Referring expression data
>>>>>

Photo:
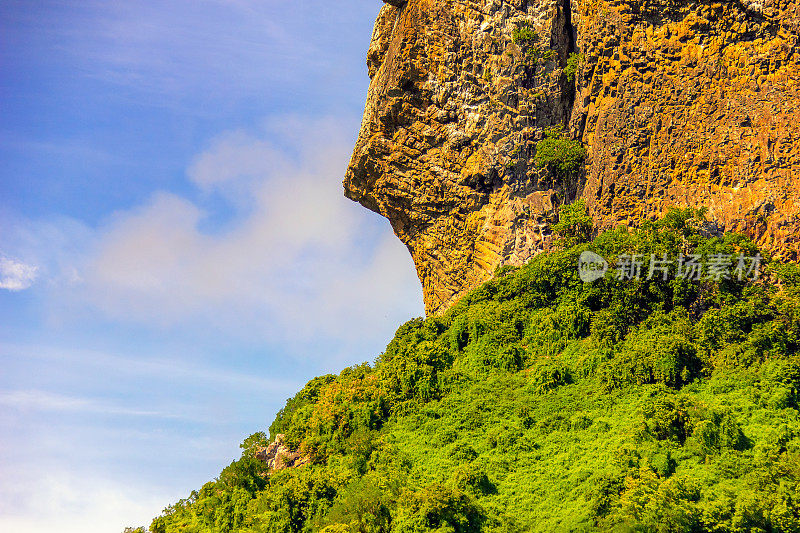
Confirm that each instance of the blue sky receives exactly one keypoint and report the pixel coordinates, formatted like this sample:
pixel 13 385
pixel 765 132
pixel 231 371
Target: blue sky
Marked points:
pixel 176 255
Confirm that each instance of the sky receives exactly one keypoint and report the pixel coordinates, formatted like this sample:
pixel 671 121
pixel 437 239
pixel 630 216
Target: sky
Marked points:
pixel 176 255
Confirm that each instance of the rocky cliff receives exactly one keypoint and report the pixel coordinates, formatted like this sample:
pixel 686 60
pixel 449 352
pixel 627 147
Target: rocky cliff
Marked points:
pixel 678 103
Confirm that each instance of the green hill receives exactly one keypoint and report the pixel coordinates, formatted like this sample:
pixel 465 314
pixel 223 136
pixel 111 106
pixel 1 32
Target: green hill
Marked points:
pixel 543 403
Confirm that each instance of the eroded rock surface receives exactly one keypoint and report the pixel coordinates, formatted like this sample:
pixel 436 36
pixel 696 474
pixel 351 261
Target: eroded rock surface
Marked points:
pixel 278 455
pixel 678 103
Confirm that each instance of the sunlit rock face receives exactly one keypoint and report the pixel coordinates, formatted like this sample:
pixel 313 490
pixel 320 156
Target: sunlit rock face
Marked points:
pixel 678 103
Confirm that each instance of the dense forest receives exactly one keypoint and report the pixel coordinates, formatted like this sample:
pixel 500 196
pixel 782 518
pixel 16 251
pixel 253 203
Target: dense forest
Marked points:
pixel 543 403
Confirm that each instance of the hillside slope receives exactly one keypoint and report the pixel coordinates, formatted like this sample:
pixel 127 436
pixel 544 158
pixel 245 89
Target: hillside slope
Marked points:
pixel 543 403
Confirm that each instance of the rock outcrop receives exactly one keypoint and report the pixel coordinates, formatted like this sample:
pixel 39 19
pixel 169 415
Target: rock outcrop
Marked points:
pixel 678 103
pixel 278 455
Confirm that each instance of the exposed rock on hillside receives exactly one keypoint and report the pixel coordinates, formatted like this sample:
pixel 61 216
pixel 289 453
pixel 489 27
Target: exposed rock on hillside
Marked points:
pixel 678 103
pixel 278 455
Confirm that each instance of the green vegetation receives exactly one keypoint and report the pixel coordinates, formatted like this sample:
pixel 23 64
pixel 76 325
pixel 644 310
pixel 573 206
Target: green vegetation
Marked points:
pixel 559 153
pixel 541 403
pixel 573 62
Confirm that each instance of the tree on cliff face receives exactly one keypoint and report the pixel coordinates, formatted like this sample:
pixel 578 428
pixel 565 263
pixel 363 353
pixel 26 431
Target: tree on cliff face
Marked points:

<<<<<

### Exercise directions
An exact reproduction of the data is required, with pictures excluded.

### Response to this task
Photo:
Confirm that each instance of the blue sky receives exactly one keypoint and report the pixel coordinates, formatted like this sample:
pixel 13 385
pixel 765 132
pixel 231 371
Target: blue sky
Marked points:
pixel 176 255
Confirm that each instance of the sky receives exactly one keypoint and report the pixel coordinates, formatted like this sample:
pixel 671 121
pixel 437 239
pixel 630 216
Target: sky
Marked points:
pixel 176 255
Confirm that each instance of the rocky cliff receives exactly one keypoint and report the pixel coordinates, formatted like this sample:
pixel 686 60
pixel 449 352
pixel 627 147
Target: rocky cliff
Marked points:
pixel 678 103
Confirm that each instance of the green hill receives exactly one keypoint and report the pixel coordinates, formatted like this sample:
pixel 465 314
pixel 223 136
pixel 111 106
pixel 1 32
Target: green hill
Marked points:
pixel 543 403
Confirm that each instance of the eroded rock surface receives exactly one keypoint and report the pixel coordinates, formatted like this sample:
pixel 436 36
pixel 696 474
pixel 351 261
Target: eroded rock surface
Marked points:
pixel 278 455
pixel 678 103
Confirm that each instance of the sunlit rock face receives exactly one keypoint and report the pixel coordinates, formatted like this sample:
pixel 313 490
pixel 320 156
Target: sunlit rock face
Marked points:
pixel 678 103
Confirm that each instance of the dense forest receives exactly one keypoint and report the pixel coordinates, formatted like this sample:
pixel 500 196
pixel 782 518
pixel 16 251
pixel 253 203
Target: dense forest
Marked points:
pixel 543 403
Confirm that each instance of the hillside slope receives exactly one keypoint and report the pixel coordinates, formatted like this sample:
pixel 127 436
pixel 544 158
pixel 245 89
Target: hillside slope
Marked points:
pixel 543 403
Confirm that each instance of the rock outcrop receives exactly one keypoint and report the pixel coordinates, formatted like this sample:
pixel 39 19
pixel 169 415
Target: rock outcrop
Marked points:
pixel 678 103
pixel 278 455
Confirm that each instance of the exposed rock on hillside receives exactly one keypoint and report the pixel coordinates, formatted like this sample:
pixel 61 216
pixel 289 453
pixel 489 27
Target: exposed rock on hillside
Marked points:
pixel 678 103
pixel 278 455
Confirm that each instance of the green vegetation receives exactly one keypoint and report the pixel coordinates, formatted like this sample:
pixel 23 64
pixel 76 325
pixel 644 310
pixel 573 206
Target: green vegetation
Marked points:
pixel 559 153
pixel 541 403
pixel 573 62
Confirm that each instance of the tree on cliff face receives exactly one keypoint and report the pixel coordinates, formatted like this sample:
pixel 578 428
pixel 565 263
pixel 363 353
pixel 26 431
Target: tree on cliff face
Marked points:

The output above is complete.